====== Data to use ======
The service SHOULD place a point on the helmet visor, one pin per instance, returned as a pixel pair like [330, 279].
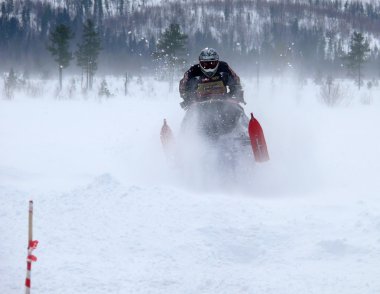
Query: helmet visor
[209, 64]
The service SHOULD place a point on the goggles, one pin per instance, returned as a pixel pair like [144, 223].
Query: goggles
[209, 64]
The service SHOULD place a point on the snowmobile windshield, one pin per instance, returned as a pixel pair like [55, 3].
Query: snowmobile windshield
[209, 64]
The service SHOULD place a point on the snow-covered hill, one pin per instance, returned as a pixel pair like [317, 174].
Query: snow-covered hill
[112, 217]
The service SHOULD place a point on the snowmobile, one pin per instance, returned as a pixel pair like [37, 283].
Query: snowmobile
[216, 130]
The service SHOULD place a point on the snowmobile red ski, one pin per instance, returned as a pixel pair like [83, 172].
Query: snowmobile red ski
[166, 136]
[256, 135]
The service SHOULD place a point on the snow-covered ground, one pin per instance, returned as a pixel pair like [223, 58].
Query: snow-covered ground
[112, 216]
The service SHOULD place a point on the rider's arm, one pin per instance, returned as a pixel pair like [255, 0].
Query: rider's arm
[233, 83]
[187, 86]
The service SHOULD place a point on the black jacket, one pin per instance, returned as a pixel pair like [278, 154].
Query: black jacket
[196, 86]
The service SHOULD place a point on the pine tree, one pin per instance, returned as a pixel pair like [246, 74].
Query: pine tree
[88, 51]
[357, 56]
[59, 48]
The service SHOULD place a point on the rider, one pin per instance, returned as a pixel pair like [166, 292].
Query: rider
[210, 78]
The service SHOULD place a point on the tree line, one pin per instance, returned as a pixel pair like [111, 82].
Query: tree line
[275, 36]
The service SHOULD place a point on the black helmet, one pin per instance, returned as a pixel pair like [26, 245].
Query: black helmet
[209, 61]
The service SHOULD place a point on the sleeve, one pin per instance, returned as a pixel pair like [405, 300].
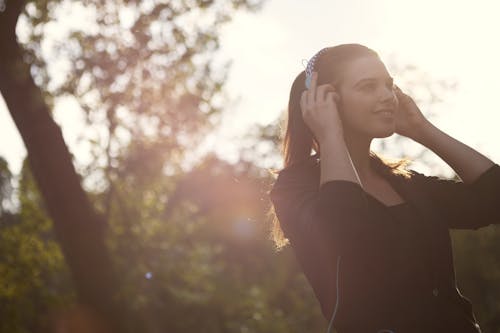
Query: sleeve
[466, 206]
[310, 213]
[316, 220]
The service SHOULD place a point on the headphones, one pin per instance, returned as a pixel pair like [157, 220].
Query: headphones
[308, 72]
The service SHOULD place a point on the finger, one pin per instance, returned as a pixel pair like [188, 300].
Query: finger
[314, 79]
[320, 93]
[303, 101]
======
====== Data to use ======
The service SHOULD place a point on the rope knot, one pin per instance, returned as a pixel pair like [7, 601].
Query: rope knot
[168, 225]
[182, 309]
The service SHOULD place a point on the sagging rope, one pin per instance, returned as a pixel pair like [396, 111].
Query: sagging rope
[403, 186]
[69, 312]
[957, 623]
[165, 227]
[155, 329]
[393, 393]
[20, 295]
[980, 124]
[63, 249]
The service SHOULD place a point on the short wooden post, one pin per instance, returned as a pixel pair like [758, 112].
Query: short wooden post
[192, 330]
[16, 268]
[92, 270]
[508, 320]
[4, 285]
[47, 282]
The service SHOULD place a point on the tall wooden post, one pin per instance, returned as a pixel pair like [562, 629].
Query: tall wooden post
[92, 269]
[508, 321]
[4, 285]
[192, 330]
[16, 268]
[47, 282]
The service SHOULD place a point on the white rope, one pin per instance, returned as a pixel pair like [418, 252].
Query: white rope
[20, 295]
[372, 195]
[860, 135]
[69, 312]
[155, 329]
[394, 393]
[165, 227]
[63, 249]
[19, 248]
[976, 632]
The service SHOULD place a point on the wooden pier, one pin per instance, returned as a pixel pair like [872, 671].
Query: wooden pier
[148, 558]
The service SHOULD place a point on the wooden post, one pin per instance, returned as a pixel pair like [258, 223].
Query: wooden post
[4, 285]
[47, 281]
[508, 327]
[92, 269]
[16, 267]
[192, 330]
======
# Goal of the exercise:
Working from the data above, extract solely the lines from the one containing "like [55, 3]." through the one containing "The service SHOULD place a point on the snow-covered hill, one", exactly as they appear, both included.

# Answer for this exercise:
The service SHOULD place a point on the snowmobile windshield, one pin per instance, returned as a pixel pair like [55, 3].
Query: snowmobile windshield
[209, 64]
The service SHOULD place a point on the snow-covered hill, one pin per instance, returned as a pixel pair like [317, 174].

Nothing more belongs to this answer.